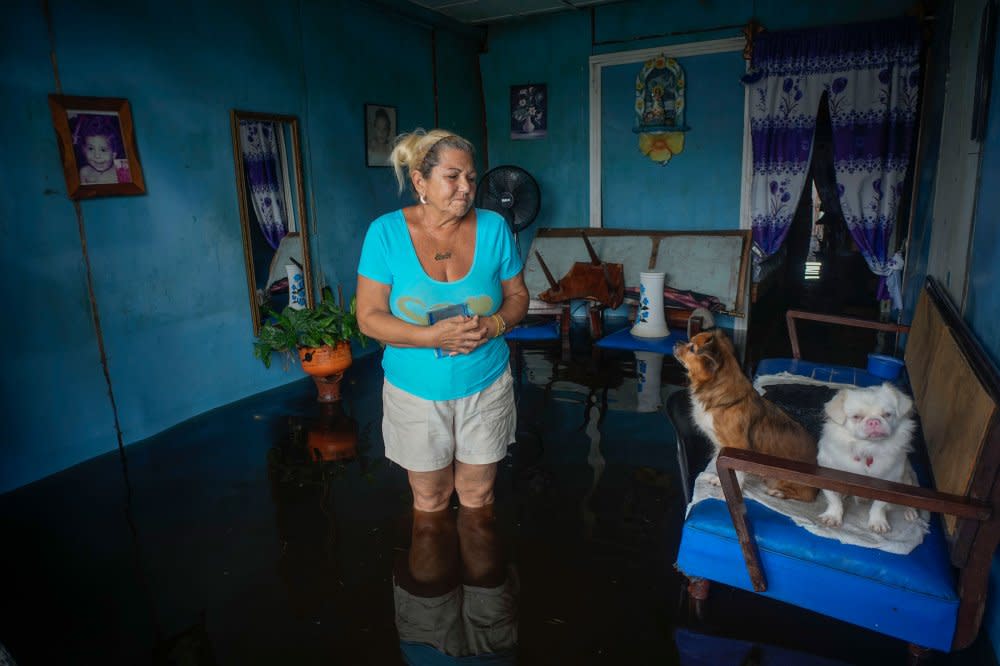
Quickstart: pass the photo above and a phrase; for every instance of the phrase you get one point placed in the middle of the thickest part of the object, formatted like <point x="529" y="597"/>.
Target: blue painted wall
<point x="167" y="267"/>
<point x="700" y="187"/>
<point x="982" y="310"/>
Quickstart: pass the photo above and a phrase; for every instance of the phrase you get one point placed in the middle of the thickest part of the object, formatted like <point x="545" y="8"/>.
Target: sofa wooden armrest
<point x="956" y="394"/>
<point x="854" y="322"/>
<point x="732" y="460"/>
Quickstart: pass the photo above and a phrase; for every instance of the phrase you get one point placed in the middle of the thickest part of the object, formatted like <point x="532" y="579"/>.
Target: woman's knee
<point x="432" y="491"/>
<point x="474" y="493"/>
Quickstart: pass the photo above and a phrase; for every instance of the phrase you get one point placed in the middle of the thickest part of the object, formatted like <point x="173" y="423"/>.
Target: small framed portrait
<point x="529" y="117"/>
<point x="380" y="132"/>
<point x="97" y="144"/>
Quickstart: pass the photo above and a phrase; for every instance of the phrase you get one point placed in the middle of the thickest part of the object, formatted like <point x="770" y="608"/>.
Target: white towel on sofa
<point x="904" y="536"/>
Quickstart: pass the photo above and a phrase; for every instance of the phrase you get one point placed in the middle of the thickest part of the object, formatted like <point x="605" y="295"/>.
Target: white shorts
<point x="428" y="435"/>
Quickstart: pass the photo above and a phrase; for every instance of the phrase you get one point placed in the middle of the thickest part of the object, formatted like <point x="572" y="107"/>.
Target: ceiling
<point x="490" y="11"/>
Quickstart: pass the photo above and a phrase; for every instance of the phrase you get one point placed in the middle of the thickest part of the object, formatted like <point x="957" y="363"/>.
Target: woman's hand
<point x="459" y="335"/>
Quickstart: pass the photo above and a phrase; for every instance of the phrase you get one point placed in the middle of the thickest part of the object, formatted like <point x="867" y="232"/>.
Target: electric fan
<point x="512" y="192"/>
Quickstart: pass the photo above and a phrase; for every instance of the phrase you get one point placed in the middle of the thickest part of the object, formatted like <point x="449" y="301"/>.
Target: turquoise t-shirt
<point x="388" y="256"/>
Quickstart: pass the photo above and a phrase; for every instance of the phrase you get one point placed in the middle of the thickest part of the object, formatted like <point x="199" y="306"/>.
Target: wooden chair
<point x="934" y="597"/>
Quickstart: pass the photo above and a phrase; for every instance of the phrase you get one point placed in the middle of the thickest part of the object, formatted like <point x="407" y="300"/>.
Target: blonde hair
<point x="420" y="151"/>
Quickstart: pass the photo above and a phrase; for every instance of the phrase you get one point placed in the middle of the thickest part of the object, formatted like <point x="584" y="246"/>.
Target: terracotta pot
<point x="326" y="365"/>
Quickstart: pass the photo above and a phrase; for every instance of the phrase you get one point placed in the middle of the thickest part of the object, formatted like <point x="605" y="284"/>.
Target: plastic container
<point x="886" y="367"/>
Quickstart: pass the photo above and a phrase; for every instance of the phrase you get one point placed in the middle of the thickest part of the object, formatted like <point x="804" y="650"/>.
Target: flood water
<point x="222" y="541"/>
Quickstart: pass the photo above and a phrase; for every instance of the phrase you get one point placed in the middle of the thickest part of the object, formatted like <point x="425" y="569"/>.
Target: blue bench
<point x="932" y="598"/>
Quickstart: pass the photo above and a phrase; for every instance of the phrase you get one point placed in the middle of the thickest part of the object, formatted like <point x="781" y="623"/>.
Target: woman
<point x="448" y="404"/>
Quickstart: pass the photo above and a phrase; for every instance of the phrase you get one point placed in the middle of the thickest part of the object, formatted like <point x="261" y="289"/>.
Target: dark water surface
<point x="222" y="542"/>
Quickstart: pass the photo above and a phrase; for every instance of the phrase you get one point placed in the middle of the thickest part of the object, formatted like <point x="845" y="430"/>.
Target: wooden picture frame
<point x="97" y="146"/>
<point x="380" y="130"/>
<point x="529" y="113"/>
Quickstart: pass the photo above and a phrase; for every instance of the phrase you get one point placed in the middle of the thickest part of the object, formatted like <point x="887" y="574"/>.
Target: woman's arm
<point x="458" y="334"/>
<point x="513" y="307"/>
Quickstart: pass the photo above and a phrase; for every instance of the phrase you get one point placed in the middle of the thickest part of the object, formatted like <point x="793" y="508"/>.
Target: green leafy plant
<point x="325" y="324"/>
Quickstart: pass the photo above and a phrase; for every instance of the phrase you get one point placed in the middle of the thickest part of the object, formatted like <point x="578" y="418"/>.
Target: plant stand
<point x="326" y="365"/>
<point x="328" y="387"/>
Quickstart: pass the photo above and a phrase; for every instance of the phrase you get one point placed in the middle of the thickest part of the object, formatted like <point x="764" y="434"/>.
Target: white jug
<point x="649" y="320"/>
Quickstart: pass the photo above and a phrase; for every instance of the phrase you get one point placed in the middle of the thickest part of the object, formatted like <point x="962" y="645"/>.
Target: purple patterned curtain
<point x="870" y="73"/>
<point x="265" y="180"/>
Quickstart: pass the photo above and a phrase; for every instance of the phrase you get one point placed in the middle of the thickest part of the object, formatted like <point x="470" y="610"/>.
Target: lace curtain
<point x="870" y="74"/>
<point x="260" y="144"/>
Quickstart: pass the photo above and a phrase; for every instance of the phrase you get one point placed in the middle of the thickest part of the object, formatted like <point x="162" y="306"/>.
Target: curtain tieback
<point x="891" y="272"/>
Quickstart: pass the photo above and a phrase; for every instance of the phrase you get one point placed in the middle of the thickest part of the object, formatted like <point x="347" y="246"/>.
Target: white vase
<point x="649" y="319"/>
<point x="647" y="369"/>
<point x="296" y="287"/>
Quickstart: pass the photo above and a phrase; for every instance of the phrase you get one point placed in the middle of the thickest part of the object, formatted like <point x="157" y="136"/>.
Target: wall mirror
<point x="272" y="212"/>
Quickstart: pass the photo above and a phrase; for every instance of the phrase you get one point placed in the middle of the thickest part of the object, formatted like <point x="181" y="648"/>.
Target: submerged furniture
<point x="709" y="262"/>
<point x="931" y="598"/>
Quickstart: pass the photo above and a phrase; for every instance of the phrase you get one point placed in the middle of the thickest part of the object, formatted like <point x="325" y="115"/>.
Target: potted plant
<point x="321" y="336"/>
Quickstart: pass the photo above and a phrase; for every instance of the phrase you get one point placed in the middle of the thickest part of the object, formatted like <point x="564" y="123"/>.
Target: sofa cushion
<point x="909" y="597"/>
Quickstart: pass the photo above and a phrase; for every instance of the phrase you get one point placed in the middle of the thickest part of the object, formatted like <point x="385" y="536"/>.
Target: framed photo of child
<point x="380" y="132"/>
<point x="97" y="145"/>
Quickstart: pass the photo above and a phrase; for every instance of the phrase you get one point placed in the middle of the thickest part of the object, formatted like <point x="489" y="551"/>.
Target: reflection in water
<point x="302" y="469"/>
<point x="454" y="592"/>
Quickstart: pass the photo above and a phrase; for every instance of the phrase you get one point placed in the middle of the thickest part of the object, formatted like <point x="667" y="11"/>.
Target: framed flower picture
<point x="529" y="115"/>
<point x="97" y="145"/>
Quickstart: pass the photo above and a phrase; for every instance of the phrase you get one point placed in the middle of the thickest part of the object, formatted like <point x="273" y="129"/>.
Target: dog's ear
<point x="723" y="341"/>
<point x="835" y="408"/>
<point x="904" y="401"/>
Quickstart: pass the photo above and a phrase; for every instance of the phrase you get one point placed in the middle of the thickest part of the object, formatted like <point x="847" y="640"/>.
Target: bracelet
<point x="501" y="324"/>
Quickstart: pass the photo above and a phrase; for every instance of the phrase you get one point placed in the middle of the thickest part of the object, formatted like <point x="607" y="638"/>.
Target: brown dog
<point x="728" y="409"/>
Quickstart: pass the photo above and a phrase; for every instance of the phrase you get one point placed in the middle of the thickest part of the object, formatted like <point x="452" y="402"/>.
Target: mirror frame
<point x="295" y="158"/>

_ _ _

### WORK ITEM
Restate word for word the lines from the one holding "Target: bracelet" to the end of the listing, both ends included, and nothing more.

### OUTPUT BELOW
Target: bracelet
<point x="501" y="324"/>
Quickstart: pass the photo above and a phrase; for every instance of the phrase you get one point placed in the middle of the thickest part of the object, formatted like <point x="607" y="638"/>.
Target: brown dog
<point x="728" y="409"/>
Quickstart: pass the photo above and a phrase; for every instance of the phrase you get one point placed in the middle of the thickest part of the object, formatted like <point x="452" y="402"/>.
Target: mirror frame
<point x="295" y="158"/>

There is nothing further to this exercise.